INSTRUCTIONS FOR THE TASK: Which lines run from the one containing "Request = locate the dock" to the end of the entries? Quote them exactly, and nothing else.

Collected data entries:

· · · ·

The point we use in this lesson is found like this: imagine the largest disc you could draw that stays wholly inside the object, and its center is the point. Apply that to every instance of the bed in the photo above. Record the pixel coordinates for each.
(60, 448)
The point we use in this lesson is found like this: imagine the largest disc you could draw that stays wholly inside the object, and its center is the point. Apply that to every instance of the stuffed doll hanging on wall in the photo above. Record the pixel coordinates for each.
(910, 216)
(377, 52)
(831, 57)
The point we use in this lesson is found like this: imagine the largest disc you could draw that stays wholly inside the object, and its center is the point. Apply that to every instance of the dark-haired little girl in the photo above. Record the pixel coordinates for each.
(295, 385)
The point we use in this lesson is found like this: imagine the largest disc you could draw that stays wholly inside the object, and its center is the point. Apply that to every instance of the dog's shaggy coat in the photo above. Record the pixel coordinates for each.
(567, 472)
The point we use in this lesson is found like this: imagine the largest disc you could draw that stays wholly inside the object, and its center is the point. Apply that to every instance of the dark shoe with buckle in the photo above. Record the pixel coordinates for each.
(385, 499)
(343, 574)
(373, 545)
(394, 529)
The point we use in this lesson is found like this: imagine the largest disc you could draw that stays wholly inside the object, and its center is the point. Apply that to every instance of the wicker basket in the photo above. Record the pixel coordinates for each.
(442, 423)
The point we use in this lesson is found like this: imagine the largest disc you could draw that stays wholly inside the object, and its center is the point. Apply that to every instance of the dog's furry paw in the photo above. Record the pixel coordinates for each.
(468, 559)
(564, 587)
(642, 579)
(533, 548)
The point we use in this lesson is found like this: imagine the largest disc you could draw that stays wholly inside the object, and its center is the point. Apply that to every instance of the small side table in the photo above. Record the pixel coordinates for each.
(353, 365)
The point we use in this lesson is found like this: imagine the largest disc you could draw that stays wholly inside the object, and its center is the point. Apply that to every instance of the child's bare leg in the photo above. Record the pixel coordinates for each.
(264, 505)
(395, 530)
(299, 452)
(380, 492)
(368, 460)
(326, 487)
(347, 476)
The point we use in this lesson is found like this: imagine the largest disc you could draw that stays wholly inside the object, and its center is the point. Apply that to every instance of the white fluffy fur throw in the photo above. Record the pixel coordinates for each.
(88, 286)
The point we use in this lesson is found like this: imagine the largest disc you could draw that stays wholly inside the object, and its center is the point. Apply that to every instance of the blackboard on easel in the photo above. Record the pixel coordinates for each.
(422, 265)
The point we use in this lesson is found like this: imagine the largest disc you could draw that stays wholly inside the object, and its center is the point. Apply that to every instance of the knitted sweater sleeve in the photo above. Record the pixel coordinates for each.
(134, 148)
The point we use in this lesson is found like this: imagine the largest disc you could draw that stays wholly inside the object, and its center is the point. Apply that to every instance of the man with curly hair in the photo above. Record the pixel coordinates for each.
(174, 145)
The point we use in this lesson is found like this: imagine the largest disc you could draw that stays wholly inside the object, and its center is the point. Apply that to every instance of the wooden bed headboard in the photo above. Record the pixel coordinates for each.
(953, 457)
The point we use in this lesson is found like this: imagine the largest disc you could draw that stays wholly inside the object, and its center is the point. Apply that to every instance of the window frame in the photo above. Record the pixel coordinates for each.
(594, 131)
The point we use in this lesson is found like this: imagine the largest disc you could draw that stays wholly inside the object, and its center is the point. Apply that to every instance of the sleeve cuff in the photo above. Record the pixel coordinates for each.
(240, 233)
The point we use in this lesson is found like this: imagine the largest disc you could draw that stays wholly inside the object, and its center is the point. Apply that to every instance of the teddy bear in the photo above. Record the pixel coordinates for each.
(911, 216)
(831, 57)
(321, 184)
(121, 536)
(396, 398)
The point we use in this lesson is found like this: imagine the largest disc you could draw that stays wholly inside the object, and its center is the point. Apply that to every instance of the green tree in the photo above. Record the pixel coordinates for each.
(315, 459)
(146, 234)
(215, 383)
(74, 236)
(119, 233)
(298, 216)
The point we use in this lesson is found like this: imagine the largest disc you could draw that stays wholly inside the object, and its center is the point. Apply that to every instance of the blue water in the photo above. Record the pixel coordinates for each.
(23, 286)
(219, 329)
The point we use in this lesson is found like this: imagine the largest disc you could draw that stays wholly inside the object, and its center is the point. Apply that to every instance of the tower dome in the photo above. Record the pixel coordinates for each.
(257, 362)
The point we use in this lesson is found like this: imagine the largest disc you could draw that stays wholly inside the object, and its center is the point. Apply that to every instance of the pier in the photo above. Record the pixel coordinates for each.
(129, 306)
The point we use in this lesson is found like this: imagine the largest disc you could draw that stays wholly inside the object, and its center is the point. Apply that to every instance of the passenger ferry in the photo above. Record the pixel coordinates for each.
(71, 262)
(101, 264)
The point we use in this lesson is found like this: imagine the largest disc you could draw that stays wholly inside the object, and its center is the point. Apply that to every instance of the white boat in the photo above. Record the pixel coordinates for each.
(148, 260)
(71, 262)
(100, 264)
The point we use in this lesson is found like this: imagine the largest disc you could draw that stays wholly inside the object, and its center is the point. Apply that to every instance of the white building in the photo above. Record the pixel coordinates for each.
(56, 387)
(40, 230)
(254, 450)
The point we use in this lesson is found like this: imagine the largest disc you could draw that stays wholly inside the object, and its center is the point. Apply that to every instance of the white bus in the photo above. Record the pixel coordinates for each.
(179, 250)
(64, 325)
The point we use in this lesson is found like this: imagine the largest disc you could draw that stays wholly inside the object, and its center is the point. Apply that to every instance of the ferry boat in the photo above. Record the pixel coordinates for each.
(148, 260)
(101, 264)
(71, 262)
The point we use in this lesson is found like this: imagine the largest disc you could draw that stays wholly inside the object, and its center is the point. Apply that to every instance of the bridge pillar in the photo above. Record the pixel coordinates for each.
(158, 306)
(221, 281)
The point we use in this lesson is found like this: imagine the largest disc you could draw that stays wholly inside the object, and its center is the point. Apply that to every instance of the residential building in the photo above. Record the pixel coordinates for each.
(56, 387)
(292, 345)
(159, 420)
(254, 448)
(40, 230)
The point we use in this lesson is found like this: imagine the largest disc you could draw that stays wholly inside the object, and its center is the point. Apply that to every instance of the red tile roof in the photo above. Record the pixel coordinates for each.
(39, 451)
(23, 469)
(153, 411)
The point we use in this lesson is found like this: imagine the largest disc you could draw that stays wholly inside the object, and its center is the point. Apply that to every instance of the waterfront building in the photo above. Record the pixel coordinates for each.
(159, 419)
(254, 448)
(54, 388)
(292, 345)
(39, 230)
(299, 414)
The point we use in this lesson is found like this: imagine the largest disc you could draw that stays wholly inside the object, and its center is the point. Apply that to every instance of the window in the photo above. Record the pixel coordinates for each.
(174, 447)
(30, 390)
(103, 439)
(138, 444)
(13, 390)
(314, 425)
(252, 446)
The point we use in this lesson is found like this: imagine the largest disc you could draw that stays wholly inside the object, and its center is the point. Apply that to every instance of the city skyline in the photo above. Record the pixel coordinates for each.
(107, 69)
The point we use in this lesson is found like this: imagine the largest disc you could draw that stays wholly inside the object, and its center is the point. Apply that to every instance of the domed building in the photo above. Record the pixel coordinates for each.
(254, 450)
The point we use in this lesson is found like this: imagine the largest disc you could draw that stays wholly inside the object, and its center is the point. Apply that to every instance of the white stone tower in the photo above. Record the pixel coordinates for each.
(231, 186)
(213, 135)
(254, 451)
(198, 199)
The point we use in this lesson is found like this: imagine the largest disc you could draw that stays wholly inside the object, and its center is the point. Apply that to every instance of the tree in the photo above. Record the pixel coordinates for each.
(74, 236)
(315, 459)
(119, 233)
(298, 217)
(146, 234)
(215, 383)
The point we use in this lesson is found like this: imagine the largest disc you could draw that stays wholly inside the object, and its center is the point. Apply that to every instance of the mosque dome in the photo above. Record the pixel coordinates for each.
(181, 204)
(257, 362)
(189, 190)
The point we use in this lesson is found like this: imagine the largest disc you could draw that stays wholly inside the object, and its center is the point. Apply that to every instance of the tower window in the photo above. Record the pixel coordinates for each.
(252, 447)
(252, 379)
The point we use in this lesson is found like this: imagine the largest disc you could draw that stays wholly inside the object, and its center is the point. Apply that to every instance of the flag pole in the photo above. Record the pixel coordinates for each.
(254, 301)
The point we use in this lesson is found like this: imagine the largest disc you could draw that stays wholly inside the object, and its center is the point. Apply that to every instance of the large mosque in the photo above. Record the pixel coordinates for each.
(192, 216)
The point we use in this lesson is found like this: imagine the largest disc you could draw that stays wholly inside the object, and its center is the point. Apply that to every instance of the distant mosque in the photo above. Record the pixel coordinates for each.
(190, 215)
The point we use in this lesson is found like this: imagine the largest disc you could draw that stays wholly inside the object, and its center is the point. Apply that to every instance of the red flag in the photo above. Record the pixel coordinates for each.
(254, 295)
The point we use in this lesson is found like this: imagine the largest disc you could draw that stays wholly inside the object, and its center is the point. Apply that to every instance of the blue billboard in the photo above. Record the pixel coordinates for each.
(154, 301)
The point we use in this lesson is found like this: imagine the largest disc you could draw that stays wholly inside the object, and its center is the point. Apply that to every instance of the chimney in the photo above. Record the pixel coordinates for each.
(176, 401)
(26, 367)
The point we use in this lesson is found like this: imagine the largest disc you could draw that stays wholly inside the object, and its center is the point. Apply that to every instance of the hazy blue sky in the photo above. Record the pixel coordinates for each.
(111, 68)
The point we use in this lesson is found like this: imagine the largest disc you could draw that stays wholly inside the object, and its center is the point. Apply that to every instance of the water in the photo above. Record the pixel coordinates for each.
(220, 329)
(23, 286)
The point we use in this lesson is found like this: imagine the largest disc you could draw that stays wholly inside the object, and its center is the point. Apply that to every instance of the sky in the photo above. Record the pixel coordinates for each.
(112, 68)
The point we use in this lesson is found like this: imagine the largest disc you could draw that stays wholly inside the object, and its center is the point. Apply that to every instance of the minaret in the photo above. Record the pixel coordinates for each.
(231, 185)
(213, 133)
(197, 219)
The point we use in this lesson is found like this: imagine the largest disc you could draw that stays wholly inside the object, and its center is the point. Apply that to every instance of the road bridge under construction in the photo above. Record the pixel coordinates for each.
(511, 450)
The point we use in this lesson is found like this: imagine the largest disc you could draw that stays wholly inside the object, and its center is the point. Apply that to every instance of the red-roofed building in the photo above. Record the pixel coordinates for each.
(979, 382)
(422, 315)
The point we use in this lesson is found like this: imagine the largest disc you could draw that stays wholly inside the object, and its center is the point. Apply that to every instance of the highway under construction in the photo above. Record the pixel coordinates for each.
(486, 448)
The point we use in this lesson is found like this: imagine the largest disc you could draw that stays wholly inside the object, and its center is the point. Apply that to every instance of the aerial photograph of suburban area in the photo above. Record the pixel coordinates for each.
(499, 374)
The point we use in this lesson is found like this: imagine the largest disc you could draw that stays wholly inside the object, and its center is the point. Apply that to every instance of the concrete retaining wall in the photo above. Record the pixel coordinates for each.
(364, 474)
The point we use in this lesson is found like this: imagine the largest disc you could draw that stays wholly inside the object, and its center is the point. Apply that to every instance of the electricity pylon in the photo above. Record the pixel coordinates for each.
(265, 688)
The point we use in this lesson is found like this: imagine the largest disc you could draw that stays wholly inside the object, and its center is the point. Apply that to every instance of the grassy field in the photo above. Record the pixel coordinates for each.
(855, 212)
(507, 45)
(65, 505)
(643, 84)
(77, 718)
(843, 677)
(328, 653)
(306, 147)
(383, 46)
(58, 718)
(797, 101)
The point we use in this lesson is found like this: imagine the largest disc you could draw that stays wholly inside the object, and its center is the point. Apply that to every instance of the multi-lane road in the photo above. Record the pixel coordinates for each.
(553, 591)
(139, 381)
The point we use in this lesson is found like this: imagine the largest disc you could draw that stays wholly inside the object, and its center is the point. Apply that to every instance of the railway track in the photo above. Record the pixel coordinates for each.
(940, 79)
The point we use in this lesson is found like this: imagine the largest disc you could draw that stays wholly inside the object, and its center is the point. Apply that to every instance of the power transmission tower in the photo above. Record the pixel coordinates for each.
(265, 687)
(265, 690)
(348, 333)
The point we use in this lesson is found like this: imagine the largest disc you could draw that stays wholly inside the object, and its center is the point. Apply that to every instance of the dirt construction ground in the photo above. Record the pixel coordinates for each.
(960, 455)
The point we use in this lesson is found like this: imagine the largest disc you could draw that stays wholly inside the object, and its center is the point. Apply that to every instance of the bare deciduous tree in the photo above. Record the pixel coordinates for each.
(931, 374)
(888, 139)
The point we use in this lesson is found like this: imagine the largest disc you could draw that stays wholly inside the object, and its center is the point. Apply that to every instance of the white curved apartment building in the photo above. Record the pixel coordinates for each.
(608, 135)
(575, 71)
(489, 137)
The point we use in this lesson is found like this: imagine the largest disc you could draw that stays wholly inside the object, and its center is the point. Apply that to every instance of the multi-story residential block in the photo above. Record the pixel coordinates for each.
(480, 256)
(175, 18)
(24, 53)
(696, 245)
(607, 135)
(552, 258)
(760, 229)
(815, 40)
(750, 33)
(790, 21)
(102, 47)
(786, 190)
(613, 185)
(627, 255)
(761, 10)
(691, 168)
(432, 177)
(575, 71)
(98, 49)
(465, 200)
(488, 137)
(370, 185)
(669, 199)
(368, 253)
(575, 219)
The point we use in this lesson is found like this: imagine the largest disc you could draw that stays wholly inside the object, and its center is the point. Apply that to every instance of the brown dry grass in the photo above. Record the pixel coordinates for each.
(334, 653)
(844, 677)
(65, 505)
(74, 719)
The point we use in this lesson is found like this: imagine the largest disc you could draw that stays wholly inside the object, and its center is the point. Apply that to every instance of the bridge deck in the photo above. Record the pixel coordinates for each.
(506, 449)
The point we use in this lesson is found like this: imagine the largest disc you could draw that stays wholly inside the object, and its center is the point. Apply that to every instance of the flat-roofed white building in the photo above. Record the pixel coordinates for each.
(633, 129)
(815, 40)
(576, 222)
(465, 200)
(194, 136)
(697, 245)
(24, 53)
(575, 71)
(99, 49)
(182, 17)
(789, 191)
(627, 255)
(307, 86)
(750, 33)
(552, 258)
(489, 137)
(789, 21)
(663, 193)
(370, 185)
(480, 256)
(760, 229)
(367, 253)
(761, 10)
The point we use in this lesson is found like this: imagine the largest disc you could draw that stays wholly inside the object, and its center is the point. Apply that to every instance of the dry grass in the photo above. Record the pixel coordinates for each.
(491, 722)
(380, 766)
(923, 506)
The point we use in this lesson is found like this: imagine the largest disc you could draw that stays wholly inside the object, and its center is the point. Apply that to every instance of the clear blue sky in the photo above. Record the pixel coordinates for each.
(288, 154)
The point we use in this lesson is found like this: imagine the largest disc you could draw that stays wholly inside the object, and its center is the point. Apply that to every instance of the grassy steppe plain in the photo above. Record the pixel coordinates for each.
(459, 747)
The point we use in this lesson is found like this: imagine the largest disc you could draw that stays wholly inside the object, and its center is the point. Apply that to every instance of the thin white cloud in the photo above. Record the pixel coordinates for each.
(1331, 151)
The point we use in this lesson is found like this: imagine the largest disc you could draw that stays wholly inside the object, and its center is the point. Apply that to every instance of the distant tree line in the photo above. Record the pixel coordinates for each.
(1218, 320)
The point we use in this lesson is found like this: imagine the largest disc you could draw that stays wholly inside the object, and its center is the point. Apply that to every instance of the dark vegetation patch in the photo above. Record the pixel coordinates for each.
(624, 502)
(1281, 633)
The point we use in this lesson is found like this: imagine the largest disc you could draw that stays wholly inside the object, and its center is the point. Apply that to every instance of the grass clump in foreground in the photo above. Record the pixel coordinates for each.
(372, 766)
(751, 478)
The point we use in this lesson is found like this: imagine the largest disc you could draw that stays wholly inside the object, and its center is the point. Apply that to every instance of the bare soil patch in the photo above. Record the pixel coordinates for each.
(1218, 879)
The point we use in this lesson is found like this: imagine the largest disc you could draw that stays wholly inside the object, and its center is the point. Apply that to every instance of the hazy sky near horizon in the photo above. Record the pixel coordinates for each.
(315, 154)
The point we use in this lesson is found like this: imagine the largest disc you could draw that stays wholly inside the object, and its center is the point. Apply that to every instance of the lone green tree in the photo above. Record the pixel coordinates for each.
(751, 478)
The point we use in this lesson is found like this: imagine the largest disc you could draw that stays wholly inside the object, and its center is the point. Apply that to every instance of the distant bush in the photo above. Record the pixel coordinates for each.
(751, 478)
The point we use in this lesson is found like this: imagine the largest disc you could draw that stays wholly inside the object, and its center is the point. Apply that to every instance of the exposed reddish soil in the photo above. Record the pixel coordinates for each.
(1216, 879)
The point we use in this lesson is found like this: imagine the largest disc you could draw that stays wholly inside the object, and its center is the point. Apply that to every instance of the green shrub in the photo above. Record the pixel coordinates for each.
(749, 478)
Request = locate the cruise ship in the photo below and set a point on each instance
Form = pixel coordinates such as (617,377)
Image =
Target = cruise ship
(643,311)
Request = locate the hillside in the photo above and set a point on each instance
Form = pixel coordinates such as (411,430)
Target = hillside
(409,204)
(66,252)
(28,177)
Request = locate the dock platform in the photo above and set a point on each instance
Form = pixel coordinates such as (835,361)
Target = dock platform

· · · ·

YOUR RESPONSE:
Request = locate the dock platform in the photo above and set a point on each instance
Form = pixel coordinates such as (835,361)
Target = dock platform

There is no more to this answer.